--- REQUIREMENT ---
Write out all the entries word for word, but skip any images.

--- EXERCISE INPUTS ---

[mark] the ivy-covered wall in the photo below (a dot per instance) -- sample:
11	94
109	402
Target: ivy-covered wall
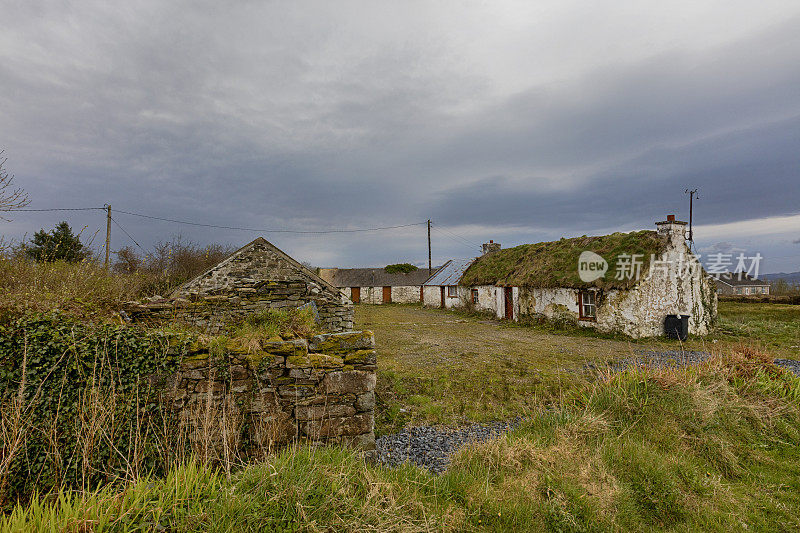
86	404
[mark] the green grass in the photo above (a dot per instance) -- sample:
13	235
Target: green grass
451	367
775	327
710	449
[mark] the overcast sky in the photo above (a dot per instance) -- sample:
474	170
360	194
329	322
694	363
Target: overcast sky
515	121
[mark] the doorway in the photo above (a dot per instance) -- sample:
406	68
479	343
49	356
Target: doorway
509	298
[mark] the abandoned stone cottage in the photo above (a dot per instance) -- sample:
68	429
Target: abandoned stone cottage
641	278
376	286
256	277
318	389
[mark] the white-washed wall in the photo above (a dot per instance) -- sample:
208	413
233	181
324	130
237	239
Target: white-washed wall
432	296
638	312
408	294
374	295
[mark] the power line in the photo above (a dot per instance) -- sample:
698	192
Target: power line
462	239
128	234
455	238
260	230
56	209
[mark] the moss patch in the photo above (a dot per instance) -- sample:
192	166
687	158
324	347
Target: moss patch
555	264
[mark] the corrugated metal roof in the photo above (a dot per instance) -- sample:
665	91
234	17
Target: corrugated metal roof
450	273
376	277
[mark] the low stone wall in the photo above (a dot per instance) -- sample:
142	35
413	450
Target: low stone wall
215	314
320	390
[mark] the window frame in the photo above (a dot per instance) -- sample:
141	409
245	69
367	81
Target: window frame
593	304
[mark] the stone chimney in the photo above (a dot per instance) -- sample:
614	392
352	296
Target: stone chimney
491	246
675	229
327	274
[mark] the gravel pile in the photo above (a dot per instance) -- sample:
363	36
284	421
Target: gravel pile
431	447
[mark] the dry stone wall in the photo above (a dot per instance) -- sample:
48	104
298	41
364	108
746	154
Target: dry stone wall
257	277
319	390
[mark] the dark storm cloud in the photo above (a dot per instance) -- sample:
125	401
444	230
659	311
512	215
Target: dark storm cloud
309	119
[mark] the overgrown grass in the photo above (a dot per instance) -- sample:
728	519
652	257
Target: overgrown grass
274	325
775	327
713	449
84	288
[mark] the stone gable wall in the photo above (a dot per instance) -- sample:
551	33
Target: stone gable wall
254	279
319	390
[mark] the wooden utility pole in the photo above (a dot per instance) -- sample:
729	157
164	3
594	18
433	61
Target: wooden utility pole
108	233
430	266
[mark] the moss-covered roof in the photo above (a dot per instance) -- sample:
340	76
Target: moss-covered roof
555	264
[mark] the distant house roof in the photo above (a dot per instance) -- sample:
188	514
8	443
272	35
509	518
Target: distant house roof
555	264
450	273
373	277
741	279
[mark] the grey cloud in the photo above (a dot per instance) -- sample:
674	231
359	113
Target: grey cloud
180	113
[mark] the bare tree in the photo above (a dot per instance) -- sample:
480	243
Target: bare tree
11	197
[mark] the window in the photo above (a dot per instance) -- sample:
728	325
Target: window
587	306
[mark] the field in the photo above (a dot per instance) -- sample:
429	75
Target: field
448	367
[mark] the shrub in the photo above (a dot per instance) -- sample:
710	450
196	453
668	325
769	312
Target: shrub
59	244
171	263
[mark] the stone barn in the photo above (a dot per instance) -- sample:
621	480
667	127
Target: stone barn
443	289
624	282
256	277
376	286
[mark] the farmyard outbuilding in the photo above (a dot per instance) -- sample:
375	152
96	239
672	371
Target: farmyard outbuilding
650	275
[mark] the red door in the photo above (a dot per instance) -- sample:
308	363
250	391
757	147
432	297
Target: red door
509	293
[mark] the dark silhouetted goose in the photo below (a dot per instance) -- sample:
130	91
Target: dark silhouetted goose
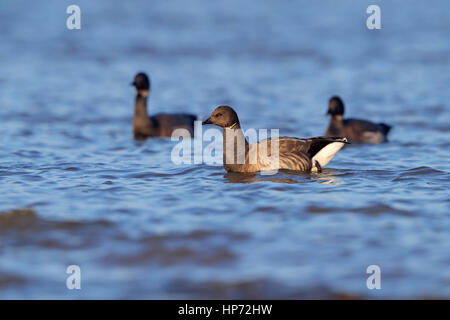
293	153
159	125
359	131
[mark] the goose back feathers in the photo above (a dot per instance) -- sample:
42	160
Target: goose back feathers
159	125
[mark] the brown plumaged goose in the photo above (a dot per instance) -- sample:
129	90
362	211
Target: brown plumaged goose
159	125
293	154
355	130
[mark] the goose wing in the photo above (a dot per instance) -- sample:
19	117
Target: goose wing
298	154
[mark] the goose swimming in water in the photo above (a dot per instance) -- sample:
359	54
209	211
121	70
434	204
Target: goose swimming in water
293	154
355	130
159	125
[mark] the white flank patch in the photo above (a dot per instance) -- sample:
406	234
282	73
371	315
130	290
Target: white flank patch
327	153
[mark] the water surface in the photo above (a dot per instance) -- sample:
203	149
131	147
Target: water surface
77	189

--- RESULT OF THIS EXERCISE ---
[mark] the ivy-covered wall in the photo below (a dot per instance) -- sample:
11	94
109	402
Target: ivy-covered wall
86	404
[mark] the green grass in the photo above (a dot per instance) -- sample:
13	235
Target: green grass
451	367
775	327
710	449
[mark] the overcast sky in the photo above (a dot per instance) -- sample:
474	170
360	194
329	322
694	363
Target: overcast sky
515	121
[mark] the doorway in the photo above (a dot per instance) -- sample:
406	68
479	343
49	356
Target: doorway
509	298
[mark] the abandoned stone cottage in the photo above (a dot per instance) -- sample:
68	429
Target: abandoned stone cottage
641	278
376	286
256	277
318	389
[mark] the white-washed wall in the photo above (a dot per instance) -- sample:
208	413
233	181
324	130
237	239
Target: white-washed wall
432	296
638	312
408	294
374	295
[mark] the power line in the photo above (a dot per instance) -- sample:
698	192
Target: power line
462	239
128	234
455	238
260	230
56	209
[mark] the moss patch in the photo above (a dot per instance) -- sample:
192	166
687	158
324	347
Target: moss patch
555	264
[mark] the corrugated metal roof in the photo above (a dot per instance) -- sample:
665	91
234	17
Target: corrugated metal roof
450	273
376	277
[mark] the low stone wall in the photo above (a dot per instance) -- sample:
142	35
413	450
Target: low stone wall
215	314
320	390
[mark] the window frame in the photo above (a dot per instance) -- sample:
141	409
245	69
367	81
Target: window frame
593	304
[mark] the stone chimney in the photo above (a dot per instance) -- sample:
614	392
352	296
Target: stone chimney
491	246
675	229
327	274
[mark] the gravel pile in the photo above (a dot per instance) -- sample:
363	36
284	421
Target: gravel pile
431	447
[mark] the dry stone wall in the photo above (a dot per instance) -- sample:
48	104
298	41
364	108
746	154
Target: dry stone wall
257	277
319	390
[mark] the dark storm cloud in the photo above (a dot per instance) -- sample:
125	401
444	230
659	311
512	215
Target: dark storm cloud
309	119
[mark] the overgrown grass in the photo above (a dot per instance) -- sample:
728	519
652	257
Target: overgrown grass
274	325
775	327
713	449
84	288
[mark] the stone gable wall in the photo above (a dot per instance) -- sample:
551	33
Target: stone gable wall
254	279
319	390
[mark] the wooden utility pole in the photo above (a dot per instance) -- sample:
729	157
164	3
594	18
433	61
Target: wooden utility pole
108	233
430	266
[mark] the moss-covered roof in the photo above (a dot per instance) -- sample:
340	76
Target: moss-covered roof
555	264
[mark] the distant house roof in the photo above (a dot per instance) -- sample:
188	514
8	443
272	35
509	518
Target: distant house roof
555	264
450	273
373	277
741	279
[mark] the grey cloud in the photo above (a dot per instance) -- sample:
674	231
359	113
Target: grey cloud
180	113
[mark] the bare tree in the photo above (a dot per instance) -- sample:
480	243
Target: bare tree
11	197
[mark] the window in the photo above (a dot per instance) -- sample:
728	325
Target: window
587	306
[mark] the field in the photo above (a dot per instance) -- sample:
429	75
Target: field
448	367
[mark] the shrub in the photo above (a dot per instance) -- sample:
710	450
196	453
668	325
769	312
Target: shrub
59	244
171	263
[mark] the stone barn in the photo above (a dot per instance) -- sample:
621	480
667	127
Target: stone barn
443	289
624	282
256	277
376	286
[mark] the farmyard outbuilding in the photo above (a dot per instance) -- sample:
375	152
96	239
672	371
Target: farmyard outbuilding
650	275
[mark] the red door in the photo above (a dot per instance) -- sample:
308	363
250	391
757	147
432	297
Target: red door
509	293
[mark] the dark silhouetted goose in the photo below (a dot per instance) -- sample:
130	91
Target: dark silhouetted goose
293	153
159	125
359	131
[mark] the goose back feathers in the photo above (a dot per instance) -- sample:
42	160
Target: goose back feathers
159	125
[mark] the brown plumaged goose in the photo above (a dot per instance) -- sample:
129	90
362	211
Target: brown plumaged goose
159	125
293	154
355	130
[mark] the goose wing in the photo above (a dot per instance) -- sample:
19	117
Target: goose wing
298	154
[mark] the goose swimming in water in the photo above (a dot per instance) -- sample:
359	54
209	211
121	70
434	204
Target: goose swimming in water
293	154
355	130
159	125
[mark] the white flank patch in the photo above (a dot per instance) -- sample:
406	234
282	73
371	315
130	290
Target: white flank patch
327	153
[mark] the water surface in the photo above (a dot per instance) -- sample:
203	149
131	147
Target: water surface
77	189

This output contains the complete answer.